Given text —
========

Load Testing an API Gateway

Sneha Narayana Swamy
Just Eat Takeaway-tech
9 min readJan 6, 2022

We have a lot of independent, maintainable microservices owned by the teams across JustEat. An API gateway sits in front of these microservices as an infrastructure layer which routes the traffic from the clients to the right microservice. The main goal of the API gateway, which we call Smart Gateway, is to route traffic in a secure way while providing scalability and stability. An API gateway reduces the possibility of security vulnerabilities as it provides restrictive access to our microservices from the outside world and also protects the service instances by load-balancing the incoming requests across all the available instances. We rate limit the services so that we avoid unexpected spikes in traffic, which helps protect our platform from malicious DDOS attacks.

Our team implemented and continuously maintains the Smart Gateway for microservices across all of JustEat. We handle around 300 million requests per day. As the team that is responsible for the entry point to the JustEat platform handling all the calls from consumer apps and websites, it is crucial for us to make sure that our platform is fast and efficient. We want our applications to be highly responsive, our API gateway to operate with as little latency as possible providing high throughput and in turn provide the best user experience for our customers. One of the factors that ensure our platform can handle the huge amount of traffic is to have a reliable suite of load tests that provide crucial data, helping us analyse the system behaviour under various loads which helps us track down any performance issues before reaching the production.

In this article, we are going to discuss

  • How we stress-tested our infrastructure to find the breaking point and set our thresholds and scaling policies using the load generator tool, Hey
  • How we created a load test suite for continuous integration and regression testing using Locust, a scriptable and scalable load testing tool

Before we started our testing, we defined our scope to test everything that is part of Smart Gateway infrastructure owned by our team and not the entire JustEat platform. We focused on testing if Smart Gateway could route the traffic and determine at what point the system stops coping with the expected load.

========

Data section —
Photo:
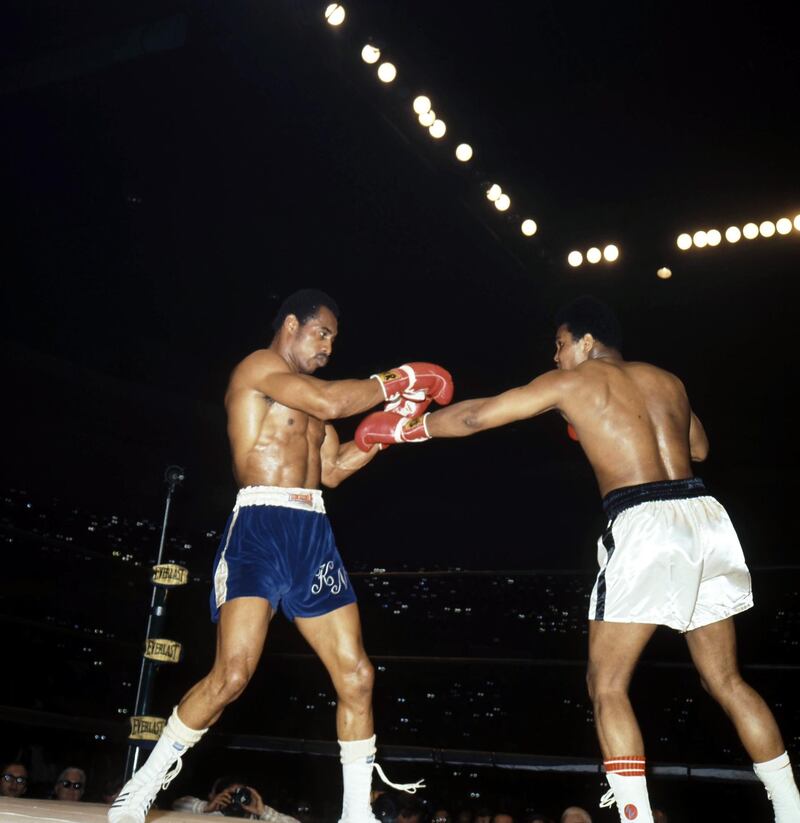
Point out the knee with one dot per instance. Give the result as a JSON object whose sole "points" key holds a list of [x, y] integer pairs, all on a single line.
{"points": [[604, 686], [356, 678], [722, 685], [229, 680]]}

========

Challenge — Continue the article on load testing the Smart Gateway from the point where it stops.

Exercise result —
To have a production-like setup and still isolate the tests from calling the real backend services, we

  • created a test/fake API, which we call FakeBackend, to be used as the backend service. This API returns 200 as a status code and generates test response data.
  • point the Smart Gateway to Fakebackend by replacing the services host with the FakeBackend host in the Smart Gateway configuration, only for the duration of the test run
  • ensured FakeBackend instance is well scaled so that it will not be a bottleneck during the test run

This forms the initial setup step and FakeBackend will be detached from the Smart Gateway at the end of the test run

Stress testing with Hey

There are a lot of load testing tools with their own pros and cons but we chose Hey mainly for its simplicity, efficiency, and ability to generate a huge load. The main aim here was to run the tests with an expected load and ramp up the load iteratively until we saw the error status codes.

The tests were run with 3 instances of fake backend and 1 instance of the smart gateway. We were finding the threshold on one instance of smart gateway because the database load is minimal and we knew that the limiting factor will be the instances, not the database, and used the resultant data to set the scaling policy. We created a test upstream service in Smart Gateway with the host set to FakeBackend. We sent Hey requests to the Smart Gateway from a powerful EC2 instance.

./hey -n 1000000 -c 300 -m GET -T “application/json” http://smartgatewayHost/testService

We ran the tests with 300 concurrent connections and ramped up the total number of requests each time, in increments upto 50 million requests.

To analyse the results there are a lot of metrics that can be used to measure the performance of a system but we mainly focus on the below-mentioned metrics:

Status code — we expected the status code to be 200 in this test run which would indicate a successful response. As we were using FakeBackend which returns 200 for all the requests, a status code other than 200 means that we have errors somewhere in the API gateway or the system has reached the breaking point at the specific load.

Latency — This indicates the time required to get a response from the upstream backend service since the time a request was made by the client. This is really important as it gives us an insight on the additional latency added by the inclusion of API gateway. We want to keep this value as low as possible. We check the 99 percentile latency which means that 99% of the requests made returned back with certain latency. This indicates that we can serve the majority of our consumers with the latency identified in the 99 percentile metric.

Throughput — This is the number of requests the gateway can handle per second. We want this value to be as high as possible because the more the number of requests we can handle, the more the number of users we can support at the same time.

CPU load — CPU utilisation by the instance is important to note as we want our instances to have stable CPU utilisation while handling a high volume of requests. This indicates that we have the right instance size that can handle our requirements.

Through these test results, by analysing the metrics mentioned above, we could gauge the performance of SmartGateway and define our thresholds. This has given us confidence on the high volume of traffic we can handle on our platform without any disruptions.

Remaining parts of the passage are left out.